Tasks and exercises
**a)** Answer these questions from the text on test-case shrinking, one answer per line, marked (i), (ii), (iii).
(i) In which library is the shrinker implemented?
(ii) What symbol marks the failing commands in the unshrunk example?
(iii) What happens to a shrunk program that contains commands whose precondition is not satisfied?
**b)** Carry on the text about QuickCheck test shrinking from the point where it stops.

No, we were not. QuickCheck
’s labelledExamples
not only searches for labelled test cases, it also tries to shrink them when it finds one, and continues to shrink them until it can shrink them no further without losing the label. The shrinker itself is implemented in quickcheck-state-machine
; if we disable it altogether and re-run the search for labelled examples, we might find an example such as the following for SuccessfulRead
, where for clarity I’ve marked all failing commands with an asterisk (*):
Commands [
.. Open (File (Dir ["z", "x", "y"]) "c") (*)
, .. MkDir (Dir ["z", "x") (*)
, .. Read (File (Dir ["z", "y", "y"]) "c") (*)
, .. Read (File (Dir []) "c") (*)
, .. MkDir (Dir [ "x" , "x" ]) (*)
, .. Read (File (Dir ["x", "z", "x"]) "b") (*)
, .. MkDir (Dir ["y"])
, .. MkDir (Dir []) (*)
, .. Open (File (Dir ["z"]) "b") (*)
, .. Open (File (Dir []) "a")
, .. MkDir (Dir []) (*)
, .. Open (File (Dir ["x"]) "b") (*)
, .. Close (Reference (Symbolic (Var 0)))
, .. Close (Reference (Symbolic (Var 0)))
, .. Open (File (Dir ["x", "y"]) "b") (*)
, .. Open (File (Dir []) "b")
, .. MkDir (Dir ["y"]) (*)
, .. Read (File (Dir []) "a")
, .. MkDir (Dir ["z"])
, .. Close (Reference (Symbolic (Var 0)))
, .. Close (Reference (Symbolic (Var 1)))
, .. Open (File (Dir ["z" , "z" , "y"]) "a") (*)
, .. Open (File (Dir ["x" , "x" , "z"]) "c") (*)
, .. Close (Reference (Symbolic (Var 0)))
, .. Close (Reference (Symbolic (Var 0)))
, .. Open (File (Dir ["y", "y"]) "b") (*)
, .. Read (File (Dir ["x", "y", "x"]) "a") (*)
]
This is looking significantly less ideal! If there was a bug in read
, then this would certainly not be a very good minimal test case, and not something you would want to debug. So how does quickcheck-state-machine
shrink tests? The basic approach is quite simple: it simply removes commands from the program. If the resulting program contains commands whose precondition is not satisfied (remember, for our running example this means that those commands would use handles that are no longer created) then it discards it as a possible shrink candidate; otherwise, it reruns the test, and if it still fails, repeats the process.
The large percentage of commands that are unsuccessful can easily be removed by quickcheck-state-machine
:
Commands [
.. MkDir (Dir ["y"])
, .. Open (File (Dir []) "a")
, .. Close (Reference (Symbolic (Var 0)))
, .. Close (Reference (Symbolic (Var 0)))
, .. Open (File (Dir []) "b")
, .. Read (File (Dir []) "a")
, .. MkDir (Dir ["z"])
, .. Close (Reference (Symbolic (Var 0)))
, .. Close (Reference (Symbolic (Var 1)))
, .. Close (Reference (Symbolic (Var 0)))
, .. Close (Reference (Symbolic (Var 0)))
]
Both calls to MkDir
can easily be removed, and the resulting program would still be tagged as SuccessfulRead
; and the same is true for repeated closing of the same handle:
Commands [
.. Open (File (Dir []) "a")

Supplied information
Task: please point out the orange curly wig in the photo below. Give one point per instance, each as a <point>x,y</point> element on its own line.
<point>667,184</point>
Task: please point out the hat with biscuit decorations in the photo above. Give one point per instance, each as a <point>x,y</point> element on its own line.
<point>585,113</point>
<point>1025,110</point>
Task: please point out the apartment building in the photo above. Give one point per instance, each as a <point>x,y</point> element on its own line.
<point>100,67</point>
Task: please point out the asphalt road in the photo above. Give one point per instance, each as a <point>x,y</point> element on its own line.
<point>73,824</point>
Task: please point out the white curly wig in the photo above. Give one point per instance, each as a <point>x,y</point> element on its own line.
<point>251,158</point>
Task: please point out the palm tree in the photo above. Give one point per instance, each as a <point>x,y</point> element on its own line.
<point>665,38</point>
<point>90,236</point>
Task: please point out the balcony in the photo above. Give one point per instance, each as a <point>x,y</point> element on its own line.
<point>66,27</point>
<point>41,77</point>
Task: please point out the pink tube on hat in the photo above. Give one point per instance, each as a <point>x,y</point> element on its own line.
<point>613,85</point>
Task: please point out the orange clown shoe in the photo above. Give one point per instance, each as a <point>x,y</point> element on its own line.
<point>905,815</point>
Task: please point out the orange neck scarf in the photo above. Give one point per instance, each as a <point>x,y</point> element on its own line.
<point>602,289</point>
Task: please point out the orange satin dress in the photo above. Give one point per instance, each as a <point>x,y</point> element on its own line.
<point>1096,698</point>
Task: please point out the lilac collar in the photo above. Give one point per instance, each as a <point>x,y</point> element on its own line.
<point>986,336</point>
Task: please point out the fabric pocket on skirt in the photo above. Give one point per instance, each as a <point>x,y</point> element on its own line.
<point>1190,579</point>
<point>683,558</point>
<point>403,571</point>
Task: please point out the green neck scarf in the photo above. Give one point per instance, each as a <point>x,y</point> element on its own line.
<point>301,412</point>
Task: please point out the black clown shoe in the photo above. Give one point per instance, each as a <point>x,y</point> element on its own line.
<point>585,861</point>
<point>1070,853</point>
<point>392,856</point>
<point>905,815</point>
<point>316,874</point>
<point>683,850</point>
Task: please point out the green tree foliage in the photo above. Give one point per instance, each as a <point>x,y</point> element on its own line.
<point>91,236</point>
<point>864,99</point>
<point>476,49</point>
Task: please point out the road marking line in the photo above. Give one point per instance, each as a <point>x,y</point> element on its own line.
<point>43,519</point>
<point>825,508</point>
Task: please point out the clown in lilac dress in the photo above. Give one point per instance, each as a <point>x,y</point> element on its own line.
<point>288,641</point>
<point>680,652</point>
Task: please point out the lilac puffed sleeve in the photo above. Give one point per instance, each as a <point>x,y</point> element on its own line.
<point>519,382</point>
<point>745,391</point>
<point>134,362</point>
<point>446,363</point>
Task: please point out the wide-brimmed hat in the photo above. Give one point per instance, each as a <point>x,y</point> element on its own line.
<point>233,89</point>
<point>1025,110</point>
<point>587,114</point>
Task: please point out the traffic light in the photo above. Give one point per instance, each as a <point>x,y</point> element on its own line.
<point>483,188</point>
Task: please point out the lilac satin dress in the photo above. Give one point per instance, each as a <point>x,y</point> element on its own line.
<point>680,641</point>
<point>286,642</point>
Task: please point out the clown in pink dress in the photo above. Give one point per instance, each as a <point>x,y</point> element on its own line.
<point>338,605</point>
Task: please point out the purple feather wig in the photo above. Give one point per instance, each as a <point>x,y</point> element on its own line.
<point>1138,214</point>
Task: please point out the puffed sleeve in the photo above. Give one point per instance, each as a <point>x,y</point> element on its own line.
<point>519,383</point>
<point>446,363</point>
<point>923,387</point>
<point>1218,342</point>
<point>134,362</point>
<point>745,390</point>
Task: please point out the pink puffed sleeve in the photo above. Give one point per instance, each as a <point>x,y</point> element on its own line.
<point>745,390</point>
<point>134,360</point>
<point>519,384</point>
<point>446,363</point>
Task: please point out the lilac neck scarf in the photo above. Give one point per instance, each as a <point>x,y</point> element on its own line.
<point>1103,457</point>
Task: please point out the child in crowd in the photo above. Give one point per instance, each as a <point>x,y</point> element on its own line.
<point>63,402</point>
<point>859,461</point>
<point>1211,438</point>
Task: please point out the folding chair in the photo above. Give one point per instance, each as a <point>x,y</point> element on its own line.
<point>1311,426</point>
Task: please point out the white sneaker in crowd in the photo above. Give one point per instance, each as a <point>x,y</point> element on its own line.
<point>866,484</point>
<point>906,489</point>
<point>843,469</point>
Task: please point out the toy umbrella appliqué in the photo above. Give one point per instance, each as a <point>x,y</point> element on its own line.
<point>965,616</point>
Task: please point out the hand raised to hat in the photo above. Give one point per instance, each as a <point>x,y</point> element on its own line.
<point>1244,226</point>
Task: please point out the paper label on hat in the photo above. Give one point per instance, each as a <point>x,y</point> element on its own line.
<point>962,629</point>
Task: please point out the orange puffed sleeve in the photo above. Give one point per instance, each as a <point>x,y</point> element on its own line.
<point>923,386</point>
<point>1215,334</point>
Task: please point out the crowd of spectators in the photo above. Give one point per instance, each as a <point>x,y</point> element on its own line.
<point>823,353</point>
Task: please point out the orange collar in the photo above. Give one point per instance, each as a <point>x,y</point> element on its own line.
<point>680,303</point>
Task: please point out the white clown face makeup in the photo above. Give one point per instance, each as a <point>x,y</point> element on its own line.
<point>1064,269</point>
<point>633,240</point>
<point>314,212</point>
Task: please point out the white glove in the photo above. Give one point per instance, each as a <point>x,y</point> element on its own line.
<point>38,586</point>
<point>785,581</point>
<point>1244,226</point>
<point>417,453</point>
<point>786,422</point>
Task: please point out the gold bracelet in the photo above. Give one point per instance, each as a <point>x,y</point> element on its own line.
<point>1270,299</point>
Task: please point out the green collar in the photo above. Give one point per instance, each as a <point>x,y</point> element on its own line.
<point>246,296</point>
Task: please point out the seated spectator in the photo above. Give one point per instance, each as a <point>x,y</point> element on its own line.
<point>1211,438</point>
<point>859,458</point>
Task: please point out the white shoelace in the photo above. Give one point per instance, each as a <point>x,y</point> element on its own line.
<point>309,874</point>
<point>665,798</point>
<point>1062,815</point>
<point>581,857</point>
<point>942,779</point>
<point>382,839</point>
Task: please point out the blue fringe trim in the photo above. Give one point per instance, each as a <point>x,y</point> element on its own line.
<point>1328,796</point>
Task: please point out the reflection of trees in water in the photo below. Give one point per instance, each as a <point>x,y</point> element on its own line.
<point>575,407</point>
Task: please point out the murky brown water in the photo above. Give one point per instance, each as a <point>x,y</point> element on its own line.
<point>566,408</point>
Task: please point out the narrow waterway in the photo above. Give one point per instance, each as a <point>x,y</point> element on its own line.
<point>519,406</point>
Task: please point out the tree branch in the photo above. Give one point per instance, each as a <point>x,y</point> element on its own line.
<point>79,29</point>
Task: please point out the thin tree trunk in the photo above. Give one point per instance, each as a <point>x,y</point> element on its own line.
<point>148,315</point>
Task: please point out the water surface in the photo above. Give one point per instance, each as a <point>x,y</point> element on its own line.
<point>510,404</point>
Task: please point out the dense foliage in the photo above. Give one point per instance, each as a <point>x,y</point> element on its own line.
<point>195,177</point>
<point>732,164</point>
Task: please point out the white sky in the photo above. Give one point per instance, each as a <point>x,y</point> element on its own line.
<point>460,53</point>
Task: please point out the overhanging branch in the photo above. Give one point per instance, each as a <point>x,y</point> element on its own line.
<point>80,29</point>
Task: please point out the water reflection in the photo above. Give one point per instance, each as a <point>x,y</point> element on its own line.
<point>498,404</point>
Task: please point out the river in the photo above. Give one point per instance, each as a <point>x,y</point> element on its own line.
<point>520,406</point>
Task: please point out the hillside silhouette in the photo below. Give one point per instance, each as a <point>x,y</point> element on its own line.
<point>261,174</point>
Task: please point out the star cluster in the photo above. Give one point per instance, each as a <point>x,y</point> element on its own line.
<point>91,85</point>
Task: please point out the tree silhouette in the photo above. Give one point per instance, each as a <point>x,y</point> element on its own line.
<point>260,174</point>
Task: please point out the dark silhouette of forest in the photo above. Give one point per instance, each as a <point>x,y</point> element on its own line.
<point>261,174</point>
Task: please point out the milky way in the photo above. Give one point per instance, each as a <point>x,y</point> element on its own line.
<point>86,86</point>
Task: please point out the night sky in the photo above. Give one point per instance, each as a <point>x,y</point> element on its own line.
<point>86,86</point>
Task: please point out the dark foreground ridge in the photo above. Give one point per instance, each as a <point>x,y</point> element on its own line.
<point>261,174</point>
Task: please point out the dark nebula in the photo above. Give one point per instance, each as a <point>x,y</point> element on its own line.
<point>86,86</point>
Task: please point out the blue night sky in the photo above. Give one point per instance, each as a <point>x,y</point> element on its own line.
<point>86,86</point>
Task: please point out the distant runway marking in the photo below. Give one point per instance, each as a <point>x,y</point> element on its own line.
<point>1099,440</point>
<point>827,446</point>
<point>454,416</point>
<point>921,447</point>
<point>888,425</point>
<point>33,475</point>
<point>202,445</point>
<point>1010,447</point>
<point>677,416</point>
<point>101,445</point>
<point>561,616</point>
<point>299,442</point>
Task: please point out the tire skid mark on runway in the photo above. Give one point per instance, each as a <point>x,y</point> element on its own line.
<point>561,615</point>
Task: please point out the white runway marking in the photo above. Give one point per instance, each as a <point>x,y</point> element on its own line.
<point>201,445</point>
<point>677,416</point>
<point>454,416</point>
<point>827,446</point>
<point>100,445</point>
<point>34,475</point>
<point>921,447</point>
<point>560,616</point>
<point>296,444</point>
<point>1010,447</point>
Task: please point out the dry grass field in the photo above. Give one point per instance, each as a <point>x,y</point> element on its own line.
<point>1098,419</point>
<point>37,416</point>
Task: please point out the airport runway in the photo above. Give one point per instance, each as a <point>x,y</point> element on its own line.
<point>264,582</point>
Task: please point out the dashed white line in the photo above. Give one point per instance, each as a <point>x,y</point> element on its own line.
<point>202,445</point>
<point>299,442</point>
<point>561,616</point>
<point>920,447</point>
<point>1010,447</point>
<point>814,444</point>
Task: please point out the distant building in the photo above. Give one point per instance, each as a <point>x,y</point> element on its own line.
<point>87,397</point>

Answers below
**a)**
(i) quickcheck-state-machine
(ii) An asterisk (*)
(iii) It is discarded as a possible shrink candidate.

**b)**
, .. Close (Reference (Symbolic (Var 0)))
, .. Open (File (Dir []) "b")
, .. Read (File (Dir []) "a")
, .. Close (Reference (Symbolic (Var 1)))
]
At this point the shrinker cannot remove the second call to Open
because the second call to Close
depends on it, but it can first remove that second call to Close
and then remove that second call to Open
, and we end up with the minimal test case that we saw in the previous section:
Commands [
.. Open (File (Dir []) "a")
, .. Close (Reference (Symbolic (Var 0)))
, .. Read (File (Dir []) "a")
]
Perfect.
Improving shrinking
Unfortunately, this does not mean that we can depend on quickcheck-state-machine
to solve all our shrinking problems. Consider this run of showLabelledExamples
:
> showLabelledExamples (Just 166205)
Using replaySeed 166205
*** Found example of OpenTwo
Commands [
.. MkDir (Dir ["x"])
, .. Open (File (Dir []) "c")
, .. Open (File (Dir ["x"]) "a")
]
This is indeed an example of a program in which we open at least two files; however, why is that call to MkDir
still there? After all, if there was a bug in opening more than one file, and the “minimal” test case would include a call to MkDir
, that would be a red herring which might send the person debugging the problem down the wrong path.
The reason that quickcheck-state-machine
did not remove the call to MkDir
, of course, is that without it the second call to Open
would fail: it tries to create a file in directory x
, and if that directory does not exist, it would fail. To fix this, we need to tell quickcheck-state-machine
how to shrink individual commands; so far we have been using
shrinker :: Model Symbolic -> Cmd :@ Symbolic -> [Cmd :@ Symbolic]
shrinker _ _ = []
which says that individual commands cannot be shrunk at all. So how might we shrink an Open
call? One idea might be to shrink the directory, replacing for instance /x/y/a
by /x/a
or indeed just /a
. We can implement this using
shrinker :: Model Symbolic -> Cmd :@ Symbolic -> [Cmd :@ Symbolic]
shrinker _ (At cmd) =
case cmd of
Open (File (Dir d) f) ->
[At $ Open (File (Dir d') f) | d' <- QC.shrink d]
_otherwise ->
[]
If we use this shrinker and run showLabelledExamples
a number of times, we will find that all the examples of OpenTwo
are now indeed minimal… until it finds an example that isn’t:
> showLabelledExamples (Just 980402)
Using replaySeed 980402
*** Found example of OpenTwo
Commands [
.. MkDir (Dir ["x"]))
, .. Open (File (Dir []) "a")
, .. Open (File (Dir ["x"]) "a")
]
In this example we cannot shrink the directory to [] because the resulting program would try to open the same file twice, which is not allowed (“resource busy”). We need a better way to shrink this program.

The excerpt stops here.